Recast the lines of the listing below, between the lines holding "brim with a single point per instance." and "pocket with a single point per instance.", inclusive, as a JSON list of strings, one string per line. Omit blank lines.
★ ★ ★ ★
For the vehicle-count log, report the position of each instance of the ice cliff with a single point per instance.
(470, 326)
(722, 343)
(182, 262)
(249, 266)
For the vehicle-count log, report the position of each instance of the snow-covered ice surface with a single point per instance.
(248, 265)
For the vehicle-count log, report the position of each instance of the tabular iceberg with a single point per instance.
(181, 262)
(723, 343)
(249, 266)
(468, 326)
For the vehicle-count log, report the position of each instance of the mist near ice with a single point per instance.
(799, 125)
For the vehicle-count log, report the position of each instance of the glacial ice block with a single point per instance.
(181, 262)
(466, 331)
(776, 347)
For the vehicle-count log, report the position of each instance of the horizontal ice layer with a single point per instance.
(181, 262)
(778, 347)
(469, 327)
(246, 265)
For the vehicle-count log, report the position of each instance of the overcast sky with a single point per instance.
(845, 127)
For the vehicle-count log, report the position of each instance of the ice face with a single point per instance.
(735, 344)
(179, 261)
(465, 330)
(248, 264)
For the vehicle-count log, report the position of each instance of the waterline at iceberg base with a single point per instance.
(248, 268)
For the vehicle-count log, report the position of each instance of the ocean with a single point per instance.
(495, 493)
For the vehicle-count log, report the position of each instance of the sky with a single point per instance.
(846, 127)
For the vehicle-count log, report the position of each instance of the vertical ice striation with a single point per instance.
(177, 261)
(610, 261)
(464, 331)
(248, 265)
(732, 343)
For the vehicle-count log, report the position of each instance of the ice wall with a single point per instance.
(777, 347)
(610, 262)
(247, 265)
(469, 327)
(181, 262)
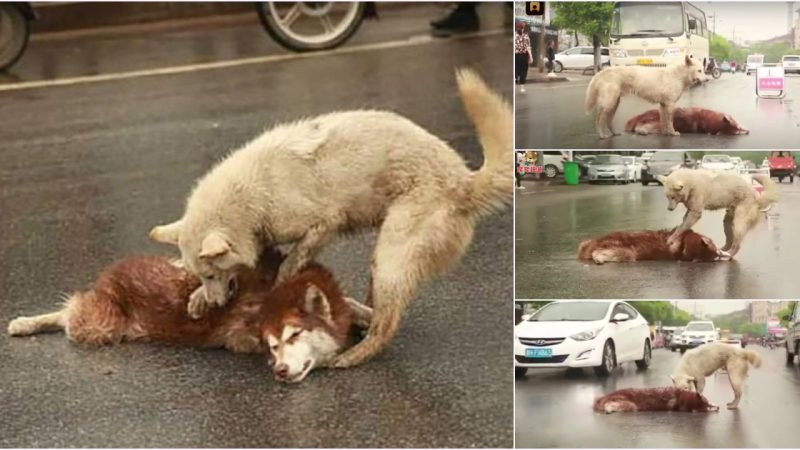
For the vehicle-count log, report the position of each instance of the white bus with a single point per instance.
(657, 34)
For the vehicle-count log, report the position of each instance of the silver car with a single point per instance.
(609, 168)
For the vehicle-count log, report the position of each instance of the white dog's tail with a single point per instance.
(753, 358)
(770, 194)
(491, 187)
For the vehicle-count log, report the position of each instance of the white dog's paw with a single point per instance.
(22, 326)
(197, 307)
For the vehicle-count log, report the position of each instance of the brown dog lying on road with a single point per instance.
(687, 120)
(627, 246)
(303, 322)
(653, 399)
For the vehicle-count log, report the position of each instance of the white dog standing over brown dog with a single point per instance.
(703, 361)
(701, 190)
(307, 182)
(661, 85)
★ ★ ★ ★
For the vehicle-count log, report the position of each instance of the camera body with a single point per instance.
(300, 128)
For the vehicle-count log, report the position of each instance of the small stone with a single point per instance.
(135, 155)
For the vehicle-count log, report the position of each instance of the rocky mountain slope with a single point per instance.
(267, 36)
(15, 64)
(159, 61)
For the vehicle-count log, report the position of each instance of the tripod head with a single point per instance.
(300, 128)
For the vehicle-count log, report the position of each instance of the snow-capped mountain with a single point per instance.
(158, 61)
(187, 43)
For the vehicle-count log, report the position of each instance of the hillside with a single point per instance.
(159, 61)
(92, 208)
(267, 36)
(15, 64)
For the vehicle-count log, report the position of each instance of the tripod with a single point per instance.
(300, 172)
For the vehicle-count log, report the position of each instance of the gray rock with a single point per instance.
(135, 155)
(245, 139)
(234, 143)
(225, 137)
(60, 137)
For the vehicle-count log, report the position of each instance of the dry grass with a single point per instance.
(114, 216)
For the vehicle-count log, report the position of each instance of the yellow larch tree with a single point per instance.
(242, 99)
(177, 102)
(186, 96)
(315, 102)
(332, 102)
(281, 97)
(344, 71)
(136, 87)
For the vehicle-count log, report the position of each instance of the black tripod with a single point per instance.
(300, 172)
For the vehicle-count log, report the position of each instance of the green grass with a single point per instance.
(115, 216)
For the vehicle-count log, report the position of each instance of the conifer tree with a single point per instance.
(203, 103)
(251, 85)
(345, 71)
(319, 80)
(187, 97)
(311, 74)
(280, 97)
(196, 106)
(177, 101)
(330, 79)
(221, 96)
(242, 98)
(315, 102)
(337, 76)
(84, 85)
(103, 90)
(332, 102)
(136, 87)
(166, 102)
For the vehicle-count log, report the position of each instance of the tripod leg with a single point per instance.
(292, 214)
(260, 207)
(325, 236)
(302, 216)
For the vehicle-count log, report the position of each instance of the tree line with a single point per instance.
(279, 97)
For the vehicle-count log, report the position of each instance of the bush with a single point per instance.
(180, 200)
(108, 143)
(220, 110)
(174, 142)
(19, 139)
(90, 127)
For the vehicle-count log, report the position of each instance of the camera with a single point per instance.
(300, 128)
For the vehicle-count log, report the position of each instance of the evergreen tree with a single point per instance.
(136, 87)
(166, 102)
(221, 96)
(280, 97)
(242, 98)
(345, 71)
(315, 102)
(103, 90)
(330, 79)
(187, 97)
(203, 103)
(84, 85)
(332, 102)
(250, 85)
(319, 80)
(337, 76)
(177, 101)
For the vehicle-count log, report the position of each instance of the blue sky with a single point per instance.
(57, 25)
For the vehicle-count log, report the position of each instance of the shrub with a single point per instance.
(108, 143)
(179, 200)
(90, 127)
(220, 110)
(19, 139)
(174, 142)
★ ★ ★ ★
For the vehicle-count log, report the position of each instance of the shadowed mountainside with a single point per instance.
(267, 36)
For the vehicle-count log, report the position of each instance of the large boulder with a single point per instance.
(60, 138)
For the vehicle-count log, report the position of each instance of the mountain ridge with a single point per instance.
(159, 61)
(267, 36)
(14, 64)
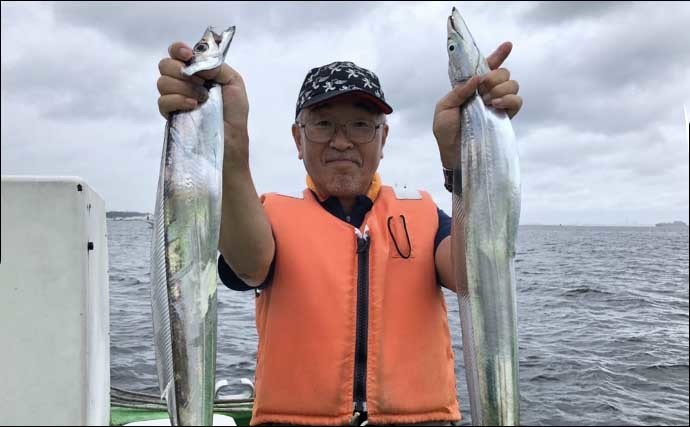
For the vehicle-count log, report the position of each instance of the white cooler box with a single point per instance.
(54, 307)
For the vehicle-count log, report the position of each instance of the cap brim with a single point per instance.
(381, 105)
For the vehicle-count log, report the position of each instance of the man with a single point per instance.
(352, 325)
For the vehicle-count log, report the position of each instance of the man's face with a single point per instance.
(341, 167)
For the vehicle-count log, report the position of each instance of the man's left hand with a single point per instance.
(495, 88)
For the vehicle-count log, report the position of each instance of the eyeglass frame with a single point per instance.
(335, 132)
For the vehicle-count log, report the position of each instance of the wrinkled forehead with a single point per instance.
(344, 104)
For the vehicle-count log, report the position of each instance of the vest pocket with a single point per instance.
★ ★ ★ ★
Finished exercise:
[
  "For the vehicle-count log, report the position of each instance of the cap brim with a single point per instance.",
  "(381, 105)",
  "For the vehicle-count log, report the position of each instance of the man with a single point per instance.",
  "(352, 325)",
  "For the vehicle-count log, report the position of each instance of the man's face with a single point per instance.",
  "(341, 167)",
  "For the vehicle-count log, report the position of each instance of the man's left hand with a single point per instance.",
  "(495, 88)",
  "For the vehicle-count log, report the position of each instance of the eyeglass frame with a single point per instance.",
  "(335, 132)",
  "For the vehicle-count log, report the position of each instance of the wrinkled forehead with a single point per instance.",
  "(344, 104)",
  "For the vehicle-count log, report the position of each instance of the vest pocket with a single point per instance."
]